\name{Pnode.NeticaNode}
\alias{Pnode.NeticaNode}
\alias{as.Pnode.NeticaNode}
\alias{PnodeNet.NeticaNode}
\alias{PnodePriorWeight.NeticaNode}
\alias{PnodeQ.NeticaNode}
\alias{PnodeRules.NeticaNode}
\alias{PnodeLink.NeticaNode}
\alias{PnodeLnAlphas.NeticaNode}
\alias{PnodeBetas.NeticaNode}
\alias{PnodeLinkScale.NeticaNode}
\title{RNetica implementation of the Pnode class}
\description{

  This documentation file describes the use of a
  \code{\link[RNetica]{NeticaNode}} object as a
  \code{\link[Peanut]{Pnode}}.  See details for descriptions of the
  methods. 

}
\usage{
\method{Pnode}{NeticaNode} (node, lnAlphas, betas, rules="Compensatory",
                            link="partialCredit", Q=TRUE, linkScale=NULL,
                            priorWeight=NULL) 
\method{as.Pnode}{NeticaNode}(x)
\method{PnodeNet}{NeticaNode}(node)
\method{PnodePriorWeight}{NeticaNode}(node)

**WHAT THE EXERCISE ASKS:** Retype the part of the RNetica Pnode documentation starting with "This documentation file" and going on through "priorWeight=NULL)".

**SOURCE MATERIAL:**
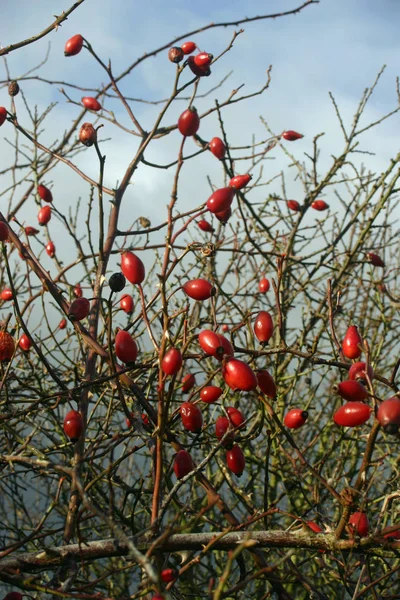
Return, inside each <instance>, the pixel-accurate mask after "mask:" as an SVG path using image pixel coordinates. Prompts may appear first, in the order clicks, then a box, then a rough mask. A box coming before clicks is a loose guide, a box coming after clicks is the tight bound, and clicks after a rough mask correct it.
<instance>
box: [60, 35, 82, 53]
mask: <svg viewBox="0 0 400 600" xmlns="http://www.w3.org/2000/svg"><path fill="white" fill-rule="evenodd" d="M83 42H84V40H83V37H82V36H81V35H80V34H79V33H77V34H76V35H73V36H72V38H69V40H68V41H67V43H66V44H65V47H64V56H75V55H76V54H79V52H80V51H81V50H82V47H83Z"/></svg>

**FINISHED TASK:**
This documentation file describes the use of a
  \code{\link[RNetica]{NeticaNode}} object as a
  \code{\link[Peanut]{Pnode}}.  See details for descriptions of the
  methods. 

}
\usage{
\method{Pnode}{NeticaNode} (node, lnAlphas, betas, rules="Compensatory",
                            link="partialCredit", Q=TRUE, linkScale=NULL,
                            priorWeight=NULL)